Point annotation material
—————

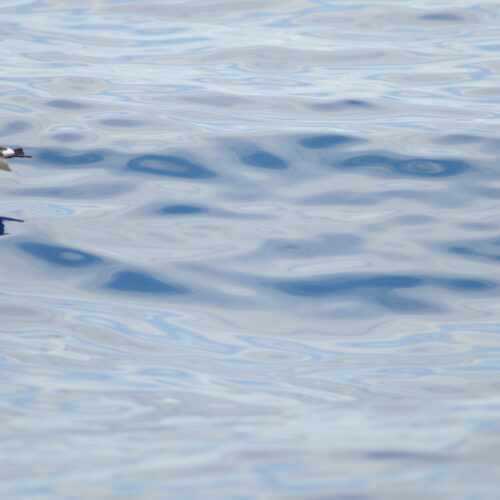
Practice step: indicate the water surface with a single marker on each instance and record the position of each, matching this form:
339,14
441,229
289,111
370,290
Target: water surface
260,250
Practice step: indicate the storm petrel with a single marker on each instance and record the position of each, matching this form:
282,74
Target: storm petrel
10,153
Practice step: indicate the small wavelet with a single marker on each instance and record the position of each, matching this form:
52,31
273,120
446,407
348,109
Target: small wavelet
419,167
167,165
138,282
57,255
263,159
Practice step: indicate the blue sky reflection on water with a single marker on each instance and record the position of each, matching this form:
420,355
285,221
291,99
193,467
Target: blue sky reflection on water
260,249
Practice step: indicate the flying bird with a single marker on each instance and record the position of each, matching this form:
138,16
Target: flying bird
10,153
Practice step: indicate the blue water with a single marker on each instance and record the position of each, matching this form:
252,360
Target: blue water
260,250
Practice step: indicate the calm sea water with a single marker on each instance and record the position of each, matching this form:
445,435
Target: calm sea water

—————

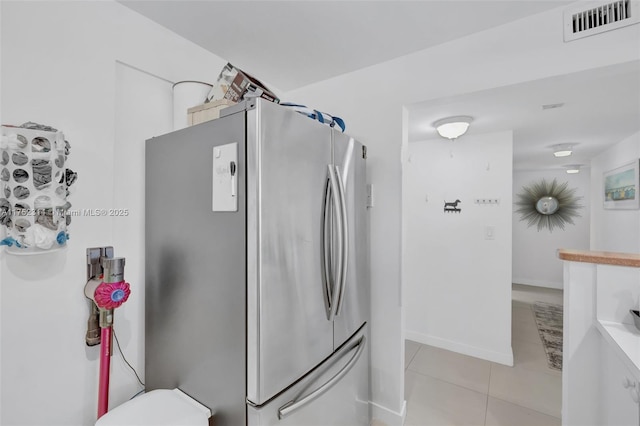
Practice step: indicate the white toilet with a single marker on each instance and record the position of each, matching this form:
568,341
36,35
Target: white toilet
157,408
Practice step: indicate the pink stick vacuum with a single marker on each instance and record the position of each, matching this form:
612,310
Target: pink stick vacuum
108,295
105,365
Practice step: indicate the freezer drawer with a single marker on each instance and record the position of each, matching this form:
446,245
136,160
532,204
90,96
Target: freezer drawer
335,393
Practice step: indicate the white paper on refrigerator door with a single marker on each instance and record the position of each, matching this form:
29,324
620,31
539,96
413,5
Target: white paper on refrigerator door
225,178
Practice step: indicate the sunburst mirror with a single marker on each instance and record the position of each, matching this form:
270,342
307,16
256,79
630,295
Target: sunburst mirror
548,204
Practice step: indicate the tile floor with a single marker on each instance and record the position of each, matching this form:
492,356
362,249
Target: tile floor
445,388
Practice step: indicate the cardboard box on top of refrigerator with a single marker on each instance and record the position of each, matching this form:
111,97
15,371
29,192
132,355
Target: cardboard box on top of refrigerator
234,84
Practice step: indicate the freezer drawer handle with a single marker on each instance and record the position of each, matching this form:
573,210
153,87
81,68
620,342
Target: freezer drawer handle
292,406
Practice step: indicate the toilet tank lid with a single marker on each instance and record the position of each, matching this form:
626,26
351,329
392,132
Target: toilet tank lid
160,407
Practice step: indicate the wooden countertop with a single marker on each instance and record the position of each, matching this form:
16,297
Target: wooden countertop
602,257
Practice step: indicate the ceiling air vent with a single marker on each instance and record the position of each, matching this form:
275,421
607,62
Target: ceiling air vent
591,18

—————

[Exercise task]
How many lines of the material above contain the word "vent"? Give only the number.

[The answer]
2